Task input

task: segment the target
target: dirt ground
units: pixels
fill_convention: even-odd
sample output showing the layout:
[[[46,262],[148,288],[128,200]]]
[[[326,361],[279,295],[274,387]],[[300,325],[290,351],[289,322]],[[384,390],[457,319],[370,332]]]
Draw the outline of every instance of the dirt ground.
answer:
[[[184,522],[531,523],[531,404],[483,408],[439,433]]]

Exercise
Reproduce all of the lines above verbatim, from the first through the last.

Exercise response
task: segment the target
target: dirt ground
units: pixels
fill_convention: even-odd
sample output showing the layout:
[[[46,262],[148,288],[128,200]]]
[[[326,361],[279,295],[274,387]],[[300,325],[290,351],[289,322]],[[384,390],[457,319],[370,332]]]
Draw the outline of every instance of the dirt ground.
answer:
[[[184,522],[531,523],[531,404],[483,408],[439,433]]]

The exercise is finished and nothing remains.